__Work to do__. Give the lines of the listing from the line with "object | car door" through the last line, both ends included, as a JSON list of strings with one string per line and blank lines omitted.
— start of Provided records —
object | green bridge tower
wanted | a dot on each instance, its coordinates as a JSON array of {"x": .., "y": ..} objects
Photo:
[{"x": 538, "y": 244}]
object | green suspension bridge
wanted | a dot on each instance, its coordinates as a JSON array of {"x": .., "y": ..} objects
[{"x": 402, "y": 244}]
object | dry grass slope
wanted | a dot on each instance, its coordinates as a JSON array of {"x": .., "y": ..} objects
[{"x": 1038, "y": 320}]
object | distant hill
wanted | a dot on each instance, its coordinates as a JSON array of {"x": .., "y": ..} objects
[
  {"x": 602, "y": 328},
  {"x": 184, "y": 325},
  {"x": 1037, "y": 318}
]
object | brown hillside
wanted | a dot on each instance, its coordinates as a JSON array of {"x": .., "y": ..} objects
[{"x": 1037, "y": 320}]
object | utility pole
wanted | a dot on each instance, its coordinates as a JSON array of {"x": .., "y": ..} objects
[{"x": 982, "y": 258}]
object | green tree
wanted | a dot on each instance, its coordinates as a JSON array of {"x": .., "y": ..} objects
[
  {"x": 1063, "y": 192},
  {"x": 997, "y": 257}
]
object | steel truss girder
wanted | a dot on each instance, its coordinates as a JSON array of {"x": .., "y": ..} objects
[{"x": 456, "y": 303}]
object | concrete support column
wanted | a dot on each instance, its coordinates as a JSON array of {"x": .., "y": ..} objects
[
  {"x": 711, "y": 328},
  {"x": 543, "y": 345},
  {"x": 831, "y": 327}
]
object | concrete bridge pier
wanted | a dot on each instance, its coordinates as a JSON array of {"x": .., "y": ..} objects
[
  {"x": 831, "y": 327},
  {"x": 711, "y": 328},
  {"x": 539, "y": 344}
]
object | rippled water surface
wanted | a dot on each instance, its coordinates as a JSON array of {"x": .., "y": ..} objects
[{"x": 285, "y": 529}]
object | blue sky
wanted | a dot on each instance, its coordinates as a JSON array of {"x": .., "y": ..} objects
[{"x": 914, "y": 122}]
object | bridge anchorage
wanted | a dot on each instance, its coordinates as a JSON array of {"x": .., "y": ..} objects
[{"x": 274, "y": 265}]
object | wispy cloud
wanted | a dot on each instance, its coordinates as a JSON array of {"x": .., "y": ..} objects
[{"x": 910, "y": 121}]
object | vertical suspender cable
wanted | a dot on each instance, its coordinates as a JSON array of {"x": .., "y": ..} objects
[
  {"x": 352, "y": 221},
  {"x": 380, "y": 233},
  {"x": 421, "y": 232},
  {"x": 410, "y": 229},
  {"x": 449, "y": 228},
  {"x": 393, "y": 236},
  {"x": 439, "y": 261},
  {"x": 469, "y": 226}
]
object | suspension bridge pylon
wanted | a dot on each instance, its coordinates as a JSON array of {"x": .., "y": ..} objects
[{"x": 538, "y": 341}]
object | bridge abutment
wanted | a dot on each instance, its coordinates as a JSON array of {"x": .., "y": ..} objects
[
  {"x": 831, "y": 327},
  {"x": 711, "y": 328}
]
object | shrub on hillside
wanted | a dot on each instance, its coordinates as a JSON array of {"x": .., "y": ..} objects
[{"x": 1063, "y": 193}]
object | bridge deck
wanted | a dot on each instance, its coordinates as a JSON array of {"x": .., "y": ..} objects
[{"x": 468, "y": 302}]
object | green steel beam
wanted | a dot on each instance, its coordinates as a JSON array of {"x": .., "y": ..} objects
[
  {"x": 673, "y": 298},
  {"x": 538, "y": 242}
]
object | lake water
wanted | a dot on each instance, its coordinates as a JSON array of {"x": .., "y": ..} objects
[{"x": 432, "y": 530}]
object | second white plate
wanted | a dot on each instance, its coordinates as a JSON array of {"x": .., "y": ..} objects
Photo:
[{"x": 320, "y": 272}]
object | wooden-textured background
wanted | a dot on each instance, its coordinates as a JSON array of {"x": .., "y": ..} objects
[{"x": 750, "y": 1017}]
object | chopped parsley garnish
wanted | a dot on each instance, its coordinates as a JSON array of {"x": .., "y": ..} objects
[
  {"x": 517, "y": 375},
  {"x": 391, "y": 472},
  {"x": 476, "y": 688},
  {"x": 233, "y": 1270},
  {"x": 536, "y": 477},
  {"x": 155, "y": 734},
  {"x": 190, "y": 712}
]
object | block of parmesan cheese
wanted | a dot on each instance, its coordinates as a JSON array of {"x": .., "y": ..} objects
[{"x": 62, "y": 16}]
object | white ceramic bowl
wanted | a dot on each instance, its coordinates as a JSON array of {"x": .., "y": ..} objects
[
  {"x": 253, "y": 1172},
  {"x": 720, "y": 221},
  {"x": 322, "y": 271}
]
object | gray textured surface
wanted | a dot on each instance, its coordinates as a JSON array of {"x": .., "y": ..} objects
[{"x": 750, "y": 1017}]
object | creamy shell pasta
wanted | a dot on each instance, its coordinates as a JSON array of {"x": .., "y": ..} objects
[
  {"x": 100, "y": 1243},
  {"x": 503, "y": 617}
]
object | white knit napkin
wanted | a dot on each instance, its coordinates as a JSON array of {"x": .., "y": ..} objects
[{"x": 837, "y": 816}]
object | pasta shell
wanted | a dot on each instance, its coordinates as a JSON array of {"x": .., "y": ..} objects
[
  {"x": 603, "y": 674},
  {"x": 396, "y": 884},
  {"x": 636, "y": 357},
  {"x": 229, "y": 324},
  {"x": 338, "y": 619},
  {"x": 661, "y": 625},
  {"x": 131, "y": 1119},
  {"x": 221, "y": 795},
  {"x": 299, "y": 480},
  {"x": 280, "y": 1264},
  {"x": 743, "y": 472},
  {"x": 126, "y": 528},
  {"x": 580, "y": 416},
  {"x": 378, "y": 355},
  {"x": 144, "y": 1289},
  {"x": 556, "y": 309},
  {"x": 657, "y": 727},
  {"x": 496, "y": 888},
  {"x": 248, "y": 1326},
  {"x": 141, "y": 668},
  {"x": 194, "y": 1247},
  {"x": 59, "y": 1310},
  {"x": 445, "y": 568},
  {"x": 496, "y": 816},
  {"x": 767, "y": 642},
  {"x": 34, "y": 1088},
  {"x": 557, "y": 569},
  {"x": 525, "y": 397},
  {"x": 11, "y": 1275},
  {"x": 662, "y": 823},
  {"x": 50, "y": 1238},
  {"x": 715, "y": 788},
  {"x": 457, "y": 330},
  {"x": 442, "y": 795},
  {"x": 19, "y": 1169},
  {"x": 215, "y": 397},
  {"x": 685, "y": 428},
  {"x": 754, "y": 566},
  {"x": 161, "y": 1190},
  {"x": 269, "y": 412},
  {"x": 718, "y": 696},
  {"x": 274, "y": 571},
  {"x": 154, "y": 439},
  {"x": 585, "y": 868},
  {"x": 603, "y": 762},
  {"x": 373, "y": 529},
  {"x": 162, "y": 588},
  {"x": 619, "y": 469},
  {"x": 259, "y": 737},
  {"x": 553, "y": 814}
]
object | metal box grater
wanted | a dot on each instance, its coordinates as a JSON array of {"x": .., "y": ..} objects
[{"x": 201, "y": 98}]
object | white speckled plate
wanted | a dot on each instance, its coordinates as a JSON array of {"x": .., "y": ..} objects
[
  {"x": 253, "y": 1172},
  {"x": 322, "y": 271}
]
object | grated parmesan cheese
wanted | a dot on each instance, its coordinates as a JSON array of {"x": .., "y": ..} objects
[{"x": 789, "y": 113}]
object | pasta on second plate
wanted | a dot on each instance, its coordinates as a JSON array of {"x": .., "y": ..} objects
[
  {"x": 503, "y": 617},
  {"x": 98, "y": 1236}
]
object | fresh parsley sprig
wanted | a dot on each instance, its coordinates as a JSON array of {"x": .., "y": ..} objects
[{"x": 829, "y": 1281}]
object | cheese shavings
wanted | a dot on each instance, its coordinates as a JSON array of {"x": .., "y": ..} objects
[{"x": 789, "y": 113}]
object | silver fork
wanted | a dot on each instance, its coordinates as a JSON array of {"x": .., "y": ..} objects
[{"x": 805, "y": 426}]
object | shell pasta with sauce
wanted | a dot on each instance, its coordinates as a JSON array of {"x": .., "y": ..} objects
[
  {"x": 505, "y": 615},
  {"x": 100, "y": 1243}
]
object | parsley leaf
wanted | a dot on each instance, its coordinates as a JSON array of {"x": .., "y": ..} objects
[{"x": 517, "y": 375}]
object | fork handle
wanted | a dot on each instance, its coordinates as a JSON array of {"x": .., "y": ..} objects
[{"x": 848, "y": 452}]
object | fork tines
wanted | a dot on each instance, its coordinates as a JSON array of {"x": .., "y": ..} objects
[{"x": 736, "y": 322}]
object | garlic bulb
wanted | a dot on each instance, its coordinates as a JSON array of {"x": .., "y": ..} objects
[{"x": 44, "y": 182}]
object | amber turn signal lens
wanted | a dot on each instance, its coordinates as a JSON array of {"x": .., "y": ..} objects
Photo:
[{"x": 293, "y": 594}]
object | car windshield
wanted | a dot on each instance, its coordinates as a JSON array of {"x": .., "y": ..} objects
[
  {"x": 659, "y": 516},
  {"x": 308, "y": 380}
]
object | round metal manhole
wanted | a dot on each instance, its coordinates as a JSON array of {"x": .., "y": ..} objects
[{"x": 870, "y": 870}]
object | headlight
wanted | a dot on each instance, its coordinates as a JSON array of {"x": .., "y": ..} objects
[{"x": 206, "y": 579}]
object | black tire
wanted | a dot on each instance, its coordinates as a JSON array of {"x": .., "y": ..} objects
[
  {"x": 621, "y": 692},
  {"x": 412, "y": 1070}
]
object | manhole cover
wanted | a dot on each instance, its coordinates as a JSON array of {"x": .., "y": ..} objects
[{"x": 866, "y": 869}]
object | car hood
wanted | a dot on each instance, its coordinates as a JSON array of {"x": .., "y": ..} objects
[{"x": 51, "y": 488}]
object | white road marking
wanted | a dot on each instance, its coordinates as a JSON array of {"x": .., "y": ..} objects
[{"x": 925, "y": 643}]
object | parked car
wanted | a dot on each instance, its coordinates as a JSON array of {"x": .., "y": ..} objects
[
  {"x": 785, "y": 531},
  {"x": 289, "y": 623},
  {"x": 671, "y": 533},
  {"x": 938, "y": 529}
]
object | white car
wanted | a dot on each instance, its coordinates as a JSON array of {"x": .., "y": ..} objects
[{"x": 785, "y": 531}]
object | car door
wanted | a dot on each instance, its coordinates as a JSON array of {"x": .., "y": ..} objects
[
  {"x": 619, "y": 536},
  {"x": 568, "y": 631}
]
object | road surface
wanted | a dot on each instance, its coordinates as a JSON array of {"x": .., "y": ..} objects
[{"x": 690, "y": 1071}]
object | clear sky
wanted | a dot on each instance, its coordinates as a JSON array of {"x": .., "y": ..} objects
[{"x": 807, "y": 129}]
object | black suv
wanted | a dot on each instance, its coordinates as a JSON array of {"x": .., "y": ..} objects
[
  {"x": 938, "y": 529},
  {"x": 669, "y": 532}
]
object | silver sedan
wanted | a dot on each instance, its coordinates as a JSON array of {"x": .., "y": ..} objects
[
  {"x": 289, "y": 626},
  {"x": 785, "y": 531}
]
— end of Provided records —
__Exercise answer__.
[
  "object | car door",
  "wanted | a dot on each instance, its coordinates as a JSON array of {\"x\": .., \"y\": ..} objects",
  "[",
  "  {\"x\": 619, \"y\": 536},",
  "  {\"x\": 568, \"y\": 631}",
  "]",
  "object | road surface",
  "wanted | a dot on each instance, its coordinates as a JSON array of {\"x\": .., \"y\": ..} objects",
  "[{\"x\": 690, \"y\": 1071}]",
  "object | clear sky",
  "wanted | a dot on each instance, its coordinates as a JSON array of {\"x\": .., \"y\": ..} objects",
  "[{\"x\": 807, \"y\": 129}]",
  "object | black suv",
  "wanted | a dot on each instance, its coordinates as a JSON array of {\"x\": .., \"y\": ..} objects",
  "[",
  "  {\"x\": 938, \"y\": 529},",
  "  {\"x\": 669, \"y\": 532}",
  "]",
  "object | silver sedan",
  "wanted | a dot on each instance, its coordinates as a JSON array of {\"x\": .., \"y\": ..} objects",
  "[",
  "  {\"x\": 289, \"y\": 626},",
  "  {\"x\": 785, \"y\": 531}",
  "]"
]